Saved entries
....

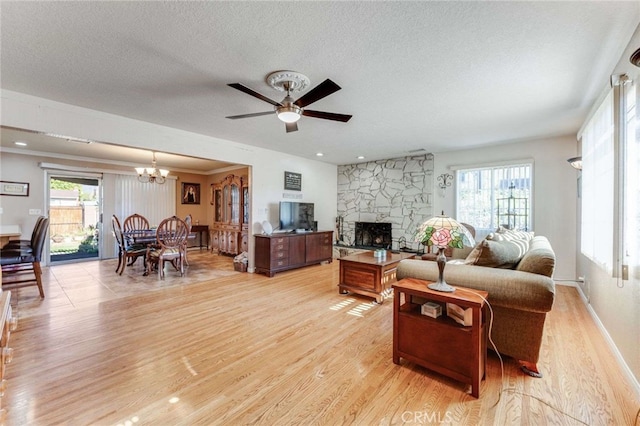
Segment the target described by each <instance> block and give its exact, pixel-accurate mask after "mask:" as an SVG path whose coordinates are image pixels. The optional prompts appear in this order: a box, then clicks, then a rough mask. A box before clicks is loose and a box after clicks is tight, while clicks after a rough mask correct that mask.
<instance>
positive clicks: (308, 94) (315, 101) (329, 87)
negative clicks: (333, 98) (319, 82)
mask: <svg viewBox="0 0 640 426" xmlns="http://www.w3.org/2000/svg"><path fill="white" fill-rule="evenodd" d="M340 89H341V87H340V86H338V85H337V84H335V83H334V82H333V81H331V80H329V79H326V80H325V81H323V82H322V83H320V84H318V85H317V86H316V87H314V88H313V89H311V90H310V91H309V92H307V93H305V94H304V95H302V97H301V98H300V99H298V100H297V101H295V102H294V104H296V105H298V106H299V107H300V108H304V107H305V106H307V105H309V104H312V103H314V102H316V101H319V100H320V99H322V98H324V97H326V96H329V95H330V94H332V93H335V92H337V91H338V90H340Z"/></svg>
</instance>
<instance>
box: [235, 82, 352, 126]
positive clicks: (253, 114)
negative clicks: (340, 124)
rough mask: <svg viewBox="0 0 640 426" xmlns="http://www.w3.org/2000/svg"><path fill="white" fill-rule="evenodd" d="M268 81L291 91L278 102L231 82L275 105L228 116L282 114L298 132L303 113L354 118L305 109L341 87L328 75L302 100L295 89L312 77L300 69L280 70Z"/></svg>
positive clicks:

....

Task description –
Wherever the string "positive" appears in the entries above, list that line.

Final answer –
positive clicks: (308, 94) (315, 101) (329, 87)
positive clicks: (253, 114)
positive clicks:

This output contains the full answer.